## PERTANYAAN LATIHAN
1/ Ringkaslah teks bacaan dalam dua kalimat.
2/ Salin dengan tepat bagian teks bacaan yang dimulai pada kata-kata berisi "Para relawan juga" dan berakhir setelah "proses rambut beruban.".
3/ Menurut teks bacaan, berapa relawan yang diminta menulis buku harian stres?

## TEKS BACAAN
----

REPUBLIKA.CO.ID, JAKARTA -- Ada cukup banyak kisah di masa lalu yang mengaitkan rambut memutih atau beruban dengan stres. Salah satu kisah yang paling terkenal adalah mengenai rambut Marie Antionette yang berubah menjadi putih dalam semalam.
Rambut memutih akibat stres tampaknya bukan hanya sekedar lelucon belaka. Studi terbaru yang dilakukan oleh peneliti dari Columbia University berhasil menemukan bukti ilmiah terkait hubungan rambut memutih dan stres. Studi ini juga menunjukkan bagaimana rambut yang sudah memutih akibat stres bisa kembali ke warna sebelumnya.
Stres psikologis sebenarnya telah lama dilihat sebagai salah satu pendorong terjadinya rambut beruban. Akan tetapi, peneliti masih kesulitan untuk menghubungkan pigmentasi rambut dengan stres individu.
Dalam studi terbaru ini, peneliti menyiasati kesulitan tersebut dengan meminta 14 relawan untuk menulis buku harian stres. Dalam buku harian ini, setiap hari para relawan diminta untuk mengukur tiap pekan berdasarkan tingkat stres yang mereka alami.
Para relawan juga diminta untuk memberikan sampel-sampel rambut mereka. Para peneliti menganalisis sampel ini dengan cara mengirisnya menjadi ukuran yang lebih kecil yaitu dengan lebar sekitar satu per 20 milimeter.
Peneliti mengungkapkan bahwa tiap irisan rambut merepresentasikan pertumbuhan rambut dalam kurun waktu sekitar satu jam. Sampel ini dapat menyediakan informasi berupa skala waktu fisik yang terukur dari proses rambut beruban.

----

## DATA TERSEDIA
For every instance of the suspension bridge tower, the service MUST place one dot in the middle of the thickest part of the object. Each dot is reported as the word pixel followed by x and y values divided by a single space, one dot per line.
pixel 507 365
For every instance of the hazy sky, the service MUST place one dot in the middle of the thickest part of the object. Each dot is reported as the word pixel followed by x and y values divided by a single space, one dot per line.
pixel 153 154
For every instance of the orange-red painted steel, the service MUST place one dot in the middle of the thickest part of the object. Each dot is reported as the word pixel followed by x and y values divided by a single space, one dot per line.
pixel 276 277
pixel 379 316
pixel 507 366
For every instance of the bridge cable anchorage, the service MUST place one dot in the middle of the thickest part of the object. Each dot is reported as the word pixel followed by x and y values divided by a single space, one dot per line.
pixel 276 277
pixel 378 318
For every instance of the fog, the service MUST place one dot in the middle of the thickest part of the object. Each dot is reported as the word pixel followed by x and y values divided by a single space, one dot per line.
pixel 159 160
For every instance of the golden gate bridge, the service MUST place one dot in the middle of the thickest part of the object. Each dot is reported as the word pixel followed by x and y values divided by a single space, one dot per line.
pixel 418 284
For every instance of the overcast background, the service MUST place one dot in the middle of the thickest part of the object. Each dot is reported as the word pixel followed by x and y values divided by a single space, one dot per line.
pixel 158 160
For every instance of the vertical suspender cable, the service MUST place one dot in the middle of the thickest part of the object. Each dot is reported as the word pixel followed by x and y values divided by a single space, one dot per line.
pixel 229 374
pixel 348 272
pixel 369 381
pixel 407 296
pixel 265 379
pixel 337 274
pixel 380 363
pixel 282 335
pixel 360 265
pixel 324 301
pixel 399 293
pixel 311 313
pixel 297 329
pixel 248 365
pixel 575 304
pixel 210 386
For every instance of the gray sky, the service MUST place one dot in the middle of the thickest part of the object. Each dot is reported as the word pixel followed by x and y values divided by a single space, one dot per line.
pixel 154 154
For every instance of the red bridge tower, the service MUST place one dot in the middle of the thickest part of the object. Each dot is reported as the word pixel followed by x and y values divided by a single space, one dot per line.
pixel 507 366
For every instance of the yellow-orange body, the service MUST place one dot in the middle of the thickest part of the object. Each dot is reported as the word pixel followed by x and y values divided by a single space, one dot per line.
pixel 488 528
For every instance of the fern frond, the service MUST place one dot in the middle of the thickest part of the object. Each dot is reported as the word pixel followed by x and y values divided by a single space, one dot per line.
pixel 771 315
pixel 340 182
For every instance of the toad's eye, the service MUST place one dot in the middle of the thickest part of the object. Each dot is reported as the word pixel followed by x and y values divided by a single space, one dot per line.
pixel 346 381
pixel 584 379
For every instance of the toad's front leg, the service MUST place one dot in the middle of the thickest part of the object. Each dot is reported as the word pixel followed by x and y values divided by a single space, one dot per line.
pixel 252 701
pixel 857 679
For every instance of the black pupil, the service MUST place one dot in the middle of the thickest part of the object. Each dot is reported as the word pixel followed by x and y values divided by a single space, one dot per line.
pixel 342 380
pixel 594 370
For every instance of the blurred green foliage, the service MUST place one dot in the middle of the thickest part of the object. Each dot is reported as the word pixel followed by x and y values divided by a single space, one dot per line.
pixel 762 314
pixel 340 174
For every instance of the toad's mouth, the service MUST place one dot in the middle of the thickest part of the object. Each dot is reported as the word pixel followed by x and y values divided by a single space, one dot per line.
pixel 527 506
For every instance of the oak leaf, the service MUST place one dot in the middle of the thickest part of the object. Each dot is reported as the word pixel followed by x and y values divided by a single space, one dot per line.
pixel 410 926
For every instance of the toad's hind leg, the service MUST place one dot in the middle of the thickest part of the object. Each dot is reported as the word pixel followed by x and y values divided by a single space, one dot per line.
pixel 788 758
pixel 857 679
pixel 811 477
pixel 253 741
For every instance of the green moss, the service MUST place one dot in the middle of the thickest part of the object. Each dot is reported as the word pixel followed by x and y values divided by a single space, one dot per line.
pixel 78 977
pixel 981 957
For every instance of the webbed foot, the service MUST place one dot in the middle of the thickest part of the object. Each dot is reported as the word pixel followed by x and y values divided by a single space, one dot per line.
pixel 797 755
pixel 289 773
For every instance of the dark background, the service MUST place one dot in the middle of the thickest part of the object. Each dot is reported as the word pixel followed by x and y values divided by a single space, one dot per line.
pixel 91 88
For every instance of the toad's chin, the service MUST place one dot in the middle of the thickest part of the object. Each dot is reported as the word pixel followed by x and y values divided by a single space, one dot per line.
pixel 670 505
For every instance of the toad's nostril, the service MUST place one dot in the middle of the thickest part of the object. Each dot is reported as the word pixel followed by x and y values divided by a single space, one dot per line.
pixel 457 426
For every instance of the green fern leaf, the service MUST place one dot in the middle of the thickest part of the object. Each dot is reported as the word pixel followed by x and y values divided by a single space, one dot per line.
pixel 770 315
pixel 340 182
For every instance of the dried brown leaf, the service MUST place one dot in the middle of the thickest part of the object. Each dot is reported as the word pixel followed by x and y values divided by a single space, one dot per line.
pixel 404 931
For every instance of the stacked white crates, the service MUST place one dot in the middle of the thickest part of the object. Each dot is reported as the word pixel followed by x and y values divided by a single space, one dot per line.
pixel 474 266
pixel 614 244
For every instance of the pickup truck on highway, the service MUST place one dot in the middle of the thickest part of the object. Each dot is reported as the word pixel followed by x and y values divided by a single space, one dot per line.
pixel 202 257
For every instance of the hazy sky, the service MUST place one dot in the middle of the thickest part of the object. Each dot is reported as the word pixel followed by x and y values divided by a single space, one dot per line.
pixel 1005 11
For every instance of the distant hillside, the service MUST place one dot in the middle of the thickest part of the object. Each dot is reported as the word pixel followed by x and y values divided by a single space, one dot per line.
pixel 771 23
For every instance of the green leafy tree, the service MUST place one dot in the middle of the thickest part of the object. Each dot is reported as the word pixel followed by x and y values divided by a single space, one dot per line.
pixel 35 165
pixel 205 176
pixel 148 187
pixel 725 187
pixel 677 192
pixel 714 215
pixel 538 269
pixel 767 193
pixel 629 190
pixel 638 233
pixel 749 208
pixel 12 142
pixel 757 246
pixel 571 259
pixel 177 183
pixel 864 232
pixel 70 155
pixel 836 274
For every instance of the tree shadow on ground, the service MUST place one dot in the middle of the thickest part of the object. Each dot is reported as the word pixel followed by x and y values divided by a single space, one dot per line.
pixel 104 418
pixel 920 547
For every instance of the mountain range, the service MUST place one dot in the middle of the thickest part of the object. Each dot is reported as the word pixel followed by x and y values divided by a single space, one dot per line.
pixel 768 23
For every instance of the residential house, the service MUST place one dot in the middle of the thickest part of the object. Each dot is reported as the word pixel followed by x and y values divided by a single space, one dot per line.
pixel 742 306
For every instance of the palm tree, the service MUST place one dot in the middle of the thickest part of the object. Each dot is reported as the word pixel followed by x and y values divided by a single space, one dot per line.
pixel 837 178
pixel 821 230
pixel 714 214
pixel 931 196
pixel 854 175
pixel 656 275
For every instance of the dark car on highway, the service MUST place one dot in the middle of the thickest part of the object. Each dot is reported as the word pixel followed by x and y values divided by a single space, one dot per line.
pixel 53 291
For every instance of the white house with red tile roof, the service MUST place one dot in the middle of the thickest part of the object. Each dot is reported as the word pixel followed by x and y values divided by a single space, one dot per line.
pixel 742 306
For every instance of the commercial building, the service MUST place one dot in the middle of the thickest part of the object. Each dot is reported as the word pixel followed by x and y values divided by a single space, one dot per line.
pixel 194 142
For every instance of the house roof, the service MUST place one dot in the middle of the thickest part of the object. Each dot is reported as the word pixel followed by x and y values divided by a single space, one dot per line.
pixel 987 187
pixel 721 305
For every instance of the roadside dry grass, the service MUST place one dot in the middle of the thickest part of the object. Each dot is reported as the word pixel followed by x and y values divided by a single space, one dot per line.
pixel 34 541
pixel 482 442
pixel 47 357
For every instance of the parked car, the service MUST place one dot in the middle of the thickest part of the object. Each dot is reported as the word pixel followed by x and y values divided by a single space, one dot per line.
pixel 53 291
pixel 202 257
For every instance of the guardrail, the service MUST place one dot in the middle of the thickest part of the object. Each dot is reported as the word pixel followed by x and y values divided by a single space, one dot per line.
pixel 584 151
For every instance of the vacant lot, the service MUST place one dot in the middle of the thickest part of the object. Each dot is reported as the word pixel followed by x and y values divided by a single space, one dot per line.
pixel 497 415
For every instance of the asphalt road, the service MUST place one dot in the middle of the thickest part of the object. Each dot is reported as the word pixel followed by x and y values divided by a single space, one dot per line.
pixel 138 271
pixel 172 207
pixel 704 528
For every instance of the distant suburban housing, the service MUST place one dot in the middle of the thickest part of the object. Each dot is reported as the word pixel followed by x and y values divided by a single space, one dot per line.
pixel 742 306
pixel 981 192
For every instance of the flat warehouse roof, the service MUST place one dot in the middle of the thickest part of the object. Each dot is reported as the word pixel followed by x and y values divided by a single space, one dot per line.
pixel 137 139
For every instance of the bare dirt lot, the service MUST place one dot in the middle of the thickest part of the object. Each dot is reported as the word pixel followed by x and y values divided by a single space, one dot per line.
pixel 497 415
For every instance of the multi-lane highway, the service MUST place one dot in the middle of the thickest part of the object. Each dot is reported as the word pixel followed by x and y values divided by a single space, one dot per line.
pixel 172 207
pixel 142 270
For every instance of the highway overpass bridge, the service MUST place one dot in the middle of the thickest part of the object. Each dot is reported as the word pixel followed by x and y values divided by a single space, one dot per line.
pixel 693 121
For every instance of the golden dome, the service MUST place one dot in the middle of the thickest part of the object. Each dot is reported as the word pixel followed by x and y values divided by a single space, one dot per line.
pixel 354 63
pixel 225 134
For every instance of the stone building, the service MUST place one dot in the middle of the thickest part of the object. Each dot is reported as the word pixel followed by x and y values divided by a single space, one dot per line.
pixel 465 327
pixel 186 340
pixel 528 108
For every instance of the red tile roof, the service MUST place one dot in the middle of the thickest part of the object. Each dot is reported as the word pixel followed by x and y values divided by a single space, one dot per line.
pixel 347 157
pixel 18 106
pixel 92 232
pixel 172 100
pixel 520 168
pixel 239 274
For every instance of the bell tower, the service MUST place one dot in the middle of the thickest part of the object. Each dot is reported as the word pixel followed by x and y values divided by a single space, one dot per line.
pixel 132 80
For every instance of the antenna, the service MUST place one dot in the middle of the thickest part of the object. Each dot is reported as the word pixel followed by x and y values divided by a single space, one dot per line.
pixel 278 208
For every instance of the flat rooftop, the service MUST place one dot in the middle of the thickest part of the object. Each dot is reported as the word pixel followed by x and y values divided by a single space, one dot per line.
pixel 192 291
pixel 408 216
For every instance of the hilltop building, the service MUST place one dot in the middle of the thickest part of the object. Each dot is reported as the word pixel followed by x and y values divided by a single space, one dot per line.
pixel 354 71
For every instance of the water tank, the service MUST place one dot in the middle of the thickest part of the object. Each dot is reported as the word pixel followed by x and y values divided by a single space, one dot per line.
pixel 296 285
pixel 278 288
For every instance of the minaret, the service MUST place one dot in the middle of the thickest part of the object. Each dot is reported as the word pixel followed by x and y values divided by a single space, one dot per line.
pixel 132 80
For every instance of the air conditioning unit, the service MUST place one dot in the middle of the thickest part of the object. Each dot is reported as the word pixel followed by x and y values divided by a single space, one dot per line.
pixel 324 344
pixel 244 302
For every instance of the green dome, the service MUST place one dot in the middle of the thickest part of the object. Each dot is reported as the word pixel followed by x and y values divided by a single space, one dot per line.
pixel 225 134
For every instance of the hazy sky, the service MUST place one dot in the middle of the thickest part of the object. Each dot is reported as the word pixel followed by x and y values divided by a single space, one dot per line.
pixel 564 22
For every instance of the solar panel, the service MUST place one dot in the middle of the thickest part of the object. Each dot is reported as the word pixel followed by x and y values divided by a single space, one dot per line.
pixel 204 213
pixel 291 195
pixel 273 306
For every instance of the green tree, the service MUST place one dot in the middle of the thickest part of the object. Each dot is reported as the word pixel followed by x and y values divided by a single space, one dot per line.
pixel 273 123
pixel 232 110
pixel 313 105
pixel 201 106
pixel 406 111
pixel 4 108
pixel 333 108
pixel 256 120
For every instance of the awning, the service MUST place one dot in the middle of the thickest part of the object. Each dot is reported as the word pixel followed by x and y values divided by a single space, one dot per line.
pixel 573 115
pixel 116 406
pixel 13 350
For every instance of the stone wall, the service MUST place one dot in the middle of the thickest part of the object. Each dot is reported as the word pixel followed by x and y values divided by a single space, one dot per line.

----

## JAWABAN PER TUGAS
1/ Peneliti dari Columbia University menemukan bukti ilmiah tentang hubungan antara rambut memutih dan stres, dan studi mereka menunjukkan bahwa rambut yang memutih akibat stres bisa kembali ke warna sebelumnya. Dalam studi itu, 14 relawan menulis buku harian stres dan menyerahkan sampel rambut yang diiris sangat tipis, dengan tiap irisan mewakili pertumbuhan rambut selama sekitar satu jam.

2/
Para relawan juga diminta untuk memberikan sampel-sampel rambut mereka. Para peneliti menganalisis sampel ini dengan cara mengirisnya menjadi ukuran yang lebih kecil yaitu dengan lebar sekitar satu per 20 milimeter.
Peneliti mengungkapkan bahwa tiap irisan rambut merepresentasikan pertumbuhan rambut dalam kurun waktu sekitar satu jam. Sampel ini dapat menyediakan informasi berupa skala waktu fisik yang terukur dari proses rambut beruban.

3/ 14 relawan.